### EXERCISE DIRECTIONS
List every line in the records below that contains the word "horizon", matching case exactly.

Coordinate annotation entries
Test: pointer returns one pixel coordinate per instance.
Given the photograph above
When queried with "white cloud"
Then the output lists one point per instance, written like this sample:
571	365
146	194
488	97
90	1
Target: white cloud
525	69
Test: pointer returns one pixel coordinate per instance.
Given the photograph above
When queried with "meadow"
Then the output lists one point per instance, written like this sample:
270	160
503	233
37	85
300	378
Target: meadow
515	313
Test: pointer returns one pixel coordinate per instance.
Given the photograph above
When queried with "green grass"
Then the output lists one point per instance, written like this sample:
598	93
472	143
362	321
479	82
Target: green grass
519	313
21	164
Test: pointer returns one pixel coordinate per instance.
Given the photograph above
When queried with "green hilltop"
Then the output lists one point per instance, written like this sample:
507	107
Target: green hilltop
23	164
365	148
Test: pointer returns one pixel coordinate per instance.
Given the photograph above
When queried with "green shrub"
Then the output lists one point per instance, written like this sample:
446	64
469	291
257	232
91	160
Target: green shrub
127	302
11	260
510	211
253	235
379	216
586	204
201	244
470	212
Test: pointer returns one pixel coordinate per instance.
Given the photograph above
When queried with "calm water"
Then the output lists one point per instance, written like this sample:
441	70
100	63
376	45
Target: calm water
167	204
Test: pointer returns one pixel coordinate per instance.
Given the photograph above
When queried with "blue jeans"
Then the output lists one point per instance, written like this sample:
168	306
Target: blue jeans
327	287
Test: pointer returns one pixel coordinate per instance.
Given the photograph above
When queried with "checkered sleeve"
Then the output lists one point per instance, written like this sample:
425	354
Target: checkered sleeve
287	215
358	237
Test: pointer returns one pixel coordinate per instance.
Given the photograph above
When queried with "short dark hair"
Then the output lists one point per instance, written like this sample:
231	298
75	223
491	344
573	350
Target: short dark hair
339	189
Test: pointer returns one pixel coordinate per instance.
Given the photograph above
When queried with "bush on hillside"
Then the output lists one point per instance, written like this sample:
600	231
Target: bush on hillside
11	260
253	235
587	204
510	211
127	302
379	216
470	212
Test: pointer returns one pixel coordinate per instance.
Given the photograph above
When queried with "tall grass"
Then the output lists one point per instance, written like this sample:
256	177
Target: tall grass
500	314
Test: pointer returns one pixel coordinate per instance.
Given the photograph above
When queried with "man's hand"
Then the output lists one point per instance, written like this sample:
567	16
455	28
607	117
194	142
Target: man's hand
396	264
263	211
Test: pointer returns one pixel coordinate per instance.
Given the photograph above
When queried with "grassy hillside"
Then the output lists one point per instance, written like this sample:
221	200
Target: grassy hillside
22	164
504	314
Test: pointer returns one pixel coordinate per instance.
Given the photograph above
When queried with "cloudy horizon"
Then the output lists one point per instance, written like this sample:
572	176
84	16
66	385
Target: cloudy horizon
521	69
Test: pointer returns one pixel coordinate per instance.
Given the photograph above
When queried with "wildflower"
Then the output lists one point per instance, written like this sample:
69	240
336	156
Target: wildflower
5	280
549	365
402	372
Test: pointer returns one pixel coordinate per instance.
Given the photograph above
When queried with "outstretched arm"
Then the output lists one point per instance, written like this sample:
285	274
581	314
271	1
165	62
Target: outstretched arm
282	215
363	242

### OUTPUT
When queried with "cloudy horizon"
Target: cloudy horizon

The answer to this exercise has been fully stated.